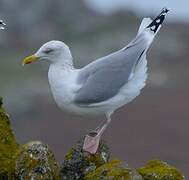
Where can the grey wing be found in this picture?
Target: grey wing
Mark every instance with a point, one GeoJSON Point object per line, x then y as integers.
{"type": "Point", "coordinates": [102, 79]}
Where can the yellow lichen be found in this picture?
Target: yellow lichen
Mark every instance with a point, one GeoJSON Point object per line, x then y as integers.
{"type": "Point", "coordinates": [8, 145]}
{"type": "Point", "coordinates": [113, 170]}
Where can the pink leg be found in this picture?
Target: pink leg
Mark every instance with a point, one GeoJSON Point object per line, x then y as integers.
{"type": "Point", "coordinates": [91, 141]}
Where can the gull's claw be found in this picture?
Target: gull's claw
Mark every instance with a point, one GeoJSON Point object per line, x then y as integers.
{"type": "Point", "coordinates": [2, 24]}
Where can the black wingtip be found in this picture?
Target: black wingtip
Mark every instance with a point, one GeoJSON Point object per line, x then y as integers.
{"type": "Point", "coordinates": [154, 25]}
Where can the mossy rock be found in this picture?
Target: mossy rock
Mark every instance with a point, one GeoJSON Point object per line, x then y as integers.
{"type": "Point", "coordinates": [36, 161]}
{"type": "Point", "coordinates": [78, 163]}
{"type": "Point", "coordinates": [8, 146]}
{"type": "Point", "coordinates": [113, 170]}
{"type": "Point", "coordinates": [159, 170]}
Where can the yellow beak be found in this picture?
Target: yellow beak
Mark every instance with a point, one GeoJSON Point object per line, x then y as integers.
{"type": "Point", "coordinates": [30, 59]}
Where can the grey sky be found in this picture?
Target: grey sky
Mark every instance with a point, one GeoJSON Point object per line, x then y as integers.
{"type": "Point", "coordinates": [179, 8]}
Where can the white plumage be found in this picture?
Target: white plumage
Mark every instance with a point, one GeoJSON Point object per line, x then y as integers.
{"type": "Point", "coordinates": [104, 85]}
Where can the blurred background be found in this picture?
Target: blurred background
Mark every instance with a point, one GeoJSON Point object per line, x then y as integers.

• Directions: Everything from the line that contains "Where can the gull's" through the end of the records must be duplicated exactly, and nothing outside that range.

• Response:
Where can the gull's claw be found in this picture?
Target: gull's claw
Mark every instance with a point, one GeoJSON Point object per line, x then y as integers.
{"type": "Point", "coordinates": [2, 24]}
Where can the black wingtip be found in this picture?
Target: black wingtip
Mark every instance with a point, one GeoJSON Point object per line, x then y as integers.
{"type": "Point", "coordinates": [154, 25]}
Where can the mossy rock be found in this picture?
Target: mossy rock
Mark every instance with a point, one GeoJSON Point object per line, x then y as integers.
{"type": "Point", "coordinates": [36, 161]}
{"type": "Point", "coordinates": [78, 163]}
{"type": "Point", "coordinates": [8, 146]}
{"type": "Point", "coordinates": [113, 170]}
{"type": "Point", "coordinates": [159, 170]}
Where can the yellow beak be found in this picture?
Target: yellow beak
Mark every instance with a point, one GeoJSON Point object per line, x then y as integers.
{"type": "Point", "coordinates": [30, 59]}
Where can the grey sky be found in this picture?
Target: grey sky
Mark every instance with a point, one GeoJSON Point object per line, x then y as integers.
{"type": "Point", "coordinates": [179, 8]}
Where can the white plumage be found in this picture?
Target: white plumage
Mark every instance with a point, one GeoJSON Point object per line, x then y as integers.
{"type": "Point", "coordinates": [104, 85]}
Where can the blurred background be found in this picture?
Target: blurred background
Mark every instance with a point, one GeoJSON Point object per line, x then y as integers.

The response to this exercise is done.